§ PROBLEM: Can you copy every line of the data below word for word?

Point annotation records:
----------

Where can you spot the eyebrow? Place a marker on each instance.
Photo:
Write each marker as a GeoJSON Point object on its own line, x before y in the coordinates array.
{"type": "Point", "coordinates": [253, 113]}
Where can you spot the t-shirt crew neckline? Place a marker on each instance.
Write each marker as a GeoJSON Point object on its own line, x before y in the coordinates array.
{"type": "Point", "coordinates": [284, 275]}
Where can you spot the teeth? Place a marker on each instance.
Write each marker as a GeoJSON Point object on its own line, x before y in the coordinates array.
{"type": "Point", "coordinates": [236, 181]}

----------

§ ANSWER TO THE EXERCISE:
Where can you spot the eyebrow? Place a marker on each instance.
Photo:
Write each marker as a GeoJSON Point object on its own line, x before y in the coordinates array.
{"type": "Point", "coordinates": [253, 113]}
Where can you spot the t-shirt crew neckline? Place a marker on each instance.
Write each marker as a GeoJSON Point object on its own line, x before y in the coordinates array.
{"type": "Point", "coordinates": [284, 275]}
Where can you spot the teeth? Place a marker on each instance.
Write each marker as a GeoJSON Point object on its own line, x before y in the coordinates array.
{"type": "Point", "coordinates": [236, 181]}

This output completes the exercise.